The problem
Count how many lines in the items below contain the string "chair", and give only that number.

Listed records

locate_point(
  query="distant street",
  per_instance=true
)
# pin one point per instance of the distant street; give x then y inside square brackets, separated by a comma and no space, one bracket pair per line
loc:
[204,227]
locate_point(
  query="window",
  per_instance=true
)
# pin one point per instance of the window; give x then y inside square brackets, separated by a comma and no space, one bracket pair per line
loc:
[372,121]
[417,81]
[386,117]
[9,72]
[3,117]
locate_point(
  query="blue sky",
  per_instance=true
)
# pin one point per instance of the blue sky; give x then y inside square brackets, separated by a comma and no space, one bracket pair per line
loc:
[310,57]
...
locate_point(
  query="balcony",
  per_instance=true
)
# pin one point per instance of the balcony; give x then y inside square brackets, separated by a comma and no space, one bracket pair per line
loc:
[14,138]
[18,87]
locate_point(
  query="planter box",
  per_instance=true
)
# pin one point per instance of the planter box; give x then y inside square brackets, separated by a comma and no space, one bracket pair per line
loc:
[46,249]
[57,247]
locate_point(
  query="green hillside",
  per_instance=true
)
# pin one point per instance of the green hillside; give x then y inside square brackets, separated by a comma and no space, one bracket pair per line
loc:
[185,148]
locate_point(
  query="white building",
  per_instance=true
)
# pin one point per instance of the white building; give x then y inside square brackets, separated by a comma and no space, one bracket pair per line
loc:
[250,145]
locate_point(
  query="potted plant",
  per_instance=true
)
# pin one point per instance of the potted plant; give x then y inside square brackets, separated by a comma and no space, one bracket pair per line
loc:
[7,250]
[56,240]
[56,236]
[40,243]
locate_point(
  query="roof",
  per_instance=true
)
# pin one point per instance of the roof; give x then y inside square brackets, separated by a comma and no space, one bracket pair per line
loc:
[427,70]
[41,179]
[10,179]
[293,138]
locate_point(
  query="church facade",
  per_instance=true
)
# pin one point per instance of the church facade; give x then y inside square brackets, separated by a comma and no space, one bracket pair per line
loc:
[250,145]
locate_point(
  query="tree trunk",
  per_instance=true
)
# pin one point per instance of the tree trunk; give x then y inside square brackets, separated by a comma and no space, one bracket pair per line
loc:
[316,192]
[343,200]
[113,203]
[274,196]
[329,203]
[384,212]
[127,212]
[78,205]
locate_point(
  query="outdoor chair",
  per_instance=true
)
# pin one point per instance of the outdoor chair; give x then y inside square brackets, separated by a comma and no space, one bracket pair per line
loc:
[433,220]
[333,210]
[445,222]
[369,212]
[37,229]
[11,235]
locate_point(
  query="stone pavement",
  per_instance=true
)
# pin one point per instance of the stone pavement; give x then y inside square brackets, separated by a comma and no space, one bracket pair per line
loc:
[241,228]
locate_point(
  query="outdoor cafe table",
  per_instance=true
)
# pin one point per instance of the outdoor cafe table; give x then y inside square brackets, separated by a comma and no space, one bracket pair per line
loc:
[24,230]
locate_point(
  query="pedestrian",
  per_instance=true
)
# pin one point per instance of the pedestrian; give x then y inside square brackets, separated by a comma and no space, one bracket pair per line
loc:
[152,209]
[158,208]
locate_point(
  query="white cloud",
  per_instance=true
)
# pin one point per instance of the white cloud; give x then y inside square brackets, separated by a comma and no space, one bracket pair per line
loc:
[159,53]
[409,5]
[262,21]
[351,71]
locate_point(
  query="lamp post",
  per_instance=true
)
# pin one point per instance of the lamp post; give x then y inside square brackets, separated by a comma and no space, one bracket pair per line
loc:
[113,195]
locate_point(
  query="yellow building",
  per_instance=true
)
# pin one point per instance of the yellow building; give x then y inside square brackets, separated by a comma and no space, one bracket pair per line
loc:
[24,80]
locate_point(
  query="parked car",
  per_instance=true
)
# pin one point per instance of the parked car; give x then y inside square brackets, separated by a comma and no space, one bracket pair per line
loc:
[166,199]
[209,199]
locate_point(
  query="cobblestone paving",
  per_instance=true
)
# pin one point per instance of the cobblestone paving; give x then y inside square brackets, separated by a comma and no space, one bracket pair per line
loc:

Answer to this task
2